### PAGE:
# fog machine fuse?



## haverghast asylum (May 28, 2007)

I was told that fog machines have two fuses. One is internal, and the other is external, is this true. if so where is the internal fuse located. I have one of those skull fogger and the eyes light up but the machine will not get hot. Any ideas?


----------



## Jack Reaper (Nov 19, 2003)

I have only seen the ones that have the external.
Can you retrofit another fogger into this skull....because a new fogger may be far cheaper and less hassle.


----------



## haverghast asylum (May 28, 2007)

I just bought four new foggers but I don't want to risk ruining them. I'm not the best at electronics. I think I will just take the skull off and screw to a wall as a decoration.


----------



## haverghast asylum (May 28, 2007)

Now that I thought about it I could but the skull into another fogger. The eyes would need there own power source. I believe they are L.E.D lights. How many volts does it take to power to L.E.D. lights?


----------



## LV Scott T (Aug 14, 2007)

It is probably the thermal link. It is designed to open (melt) at a certain temperature. I blew one of mine years ago when I left the fog machine turned on too long.

If this is the case, you can replace it. I believe I bought mine at Radio Shack for a dollar or so. If you're not comfortable de-soldering & re-soldering, find a handy-man to do it for you.


----------



## haverghast asylum (May 28, 2007)

Where is the thermal link located?


----------



## Moon Dog (Oct 3, 2006)

It's a thermo coupler and is located on the heat exchanger (big round thing just before the exiting nozzle.  ).

It'll look like a button with two wires going to it... they may be soldered, or they may have spade connectors.

### SHORT TASK:
Carry on the fog machine fuse thread from its last post. You won't need the lines that follow the thread.

### SUPPLIED DATA:

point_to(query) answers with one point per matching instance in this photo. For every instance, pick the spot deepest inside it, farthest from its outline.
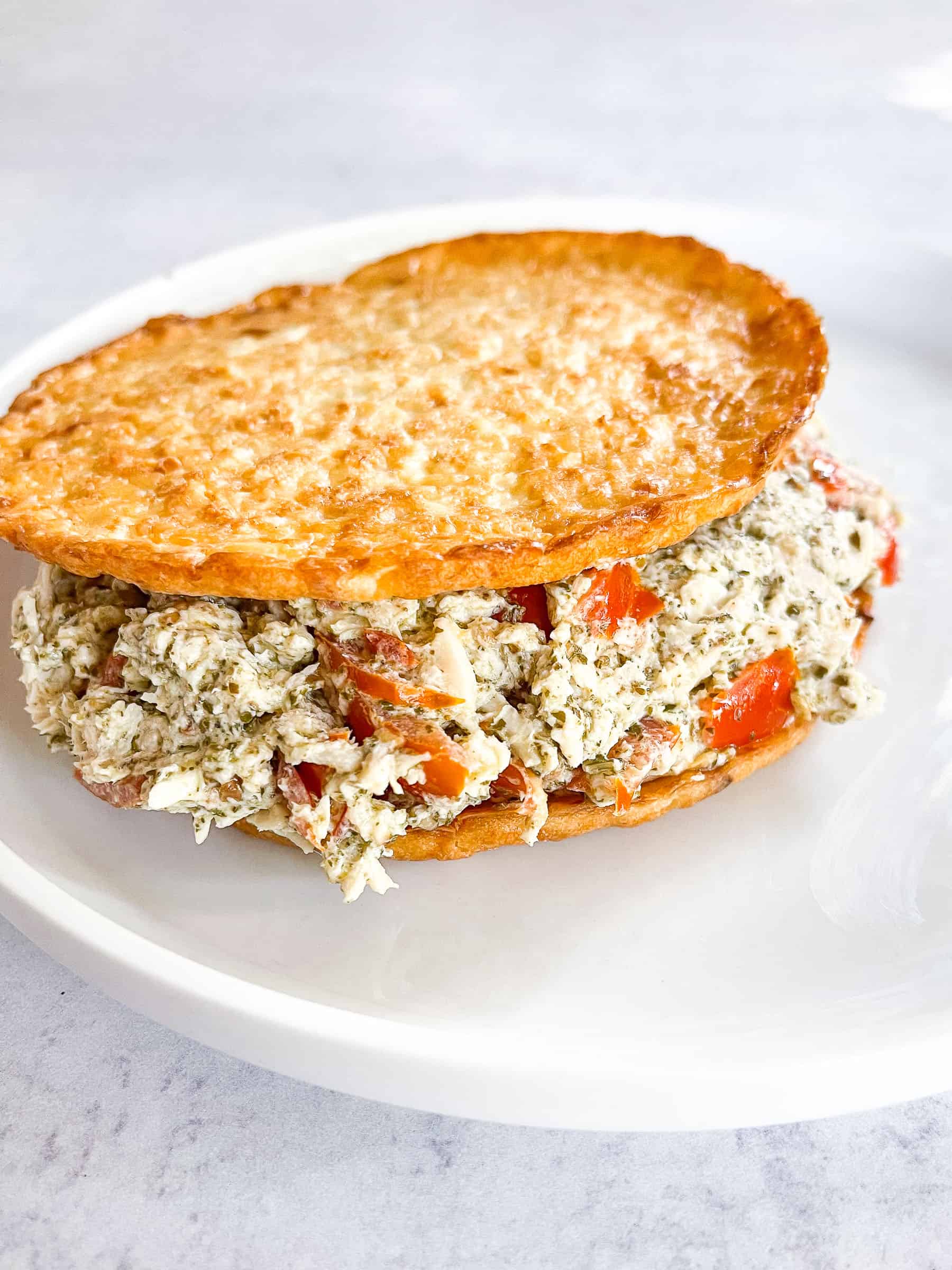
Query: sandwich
(498, 540)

### REPLY TO THE EXERCISE:
----------



## haverghast asylum (May 28, 2007)

Would I be able to see if it is melted. I am looking at it and it looks fine.


----------



## Moon Dog (Oct 3, 2006)

It won't look melted... it an open connection until the heat exchanger gets hot enough then it will close
allowing the fogger to fog.

If it stays in an open state, even if the heat exchanger gets hot, the fogger won't fog.

When you plug the fogger in and let it set for a while, does the heat exchanger heat up?

You can try this with the cover off.

If it doesn't heat up, then there's other problems.


----------



## haverghast asylum (May 28, 2007)

No heat at all. In fact It feels like It gets colder.


----------



## Moon Dog (Oct 3, 2006)

You may have a bad heat exchanger or the circuit that drive the heat exchanger may be bad.

I have one of those foggers, I'll have to see if I can get some time and look over how this one works.


----------



## McLoving1991 (Jul 23, 2020)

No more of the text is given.